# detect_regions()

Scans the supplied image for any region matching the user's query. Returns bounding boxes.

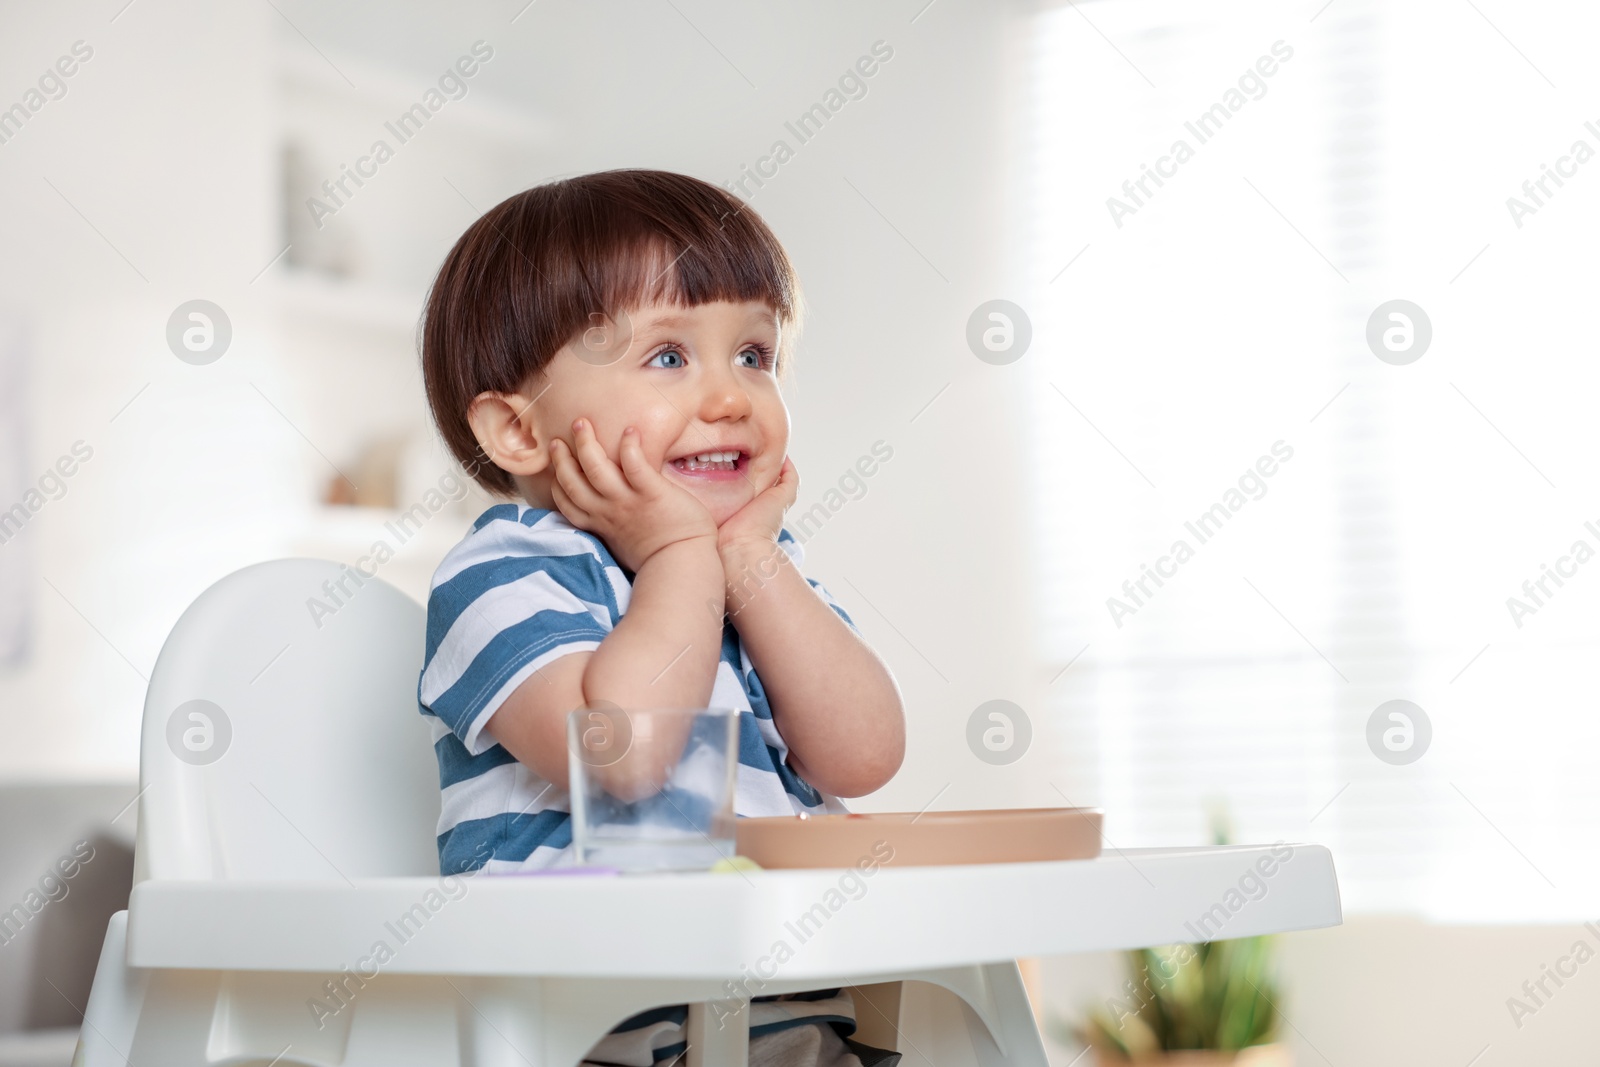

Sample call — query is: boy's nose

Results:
[697,366,752,421]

==================================================

What is required – Find the lines that mention "query" in the entries and show them.

Exercise output –
Scans the supplied image for any region matching the user's query. Returns bounding boxes.
Sample call — query is: boy's nose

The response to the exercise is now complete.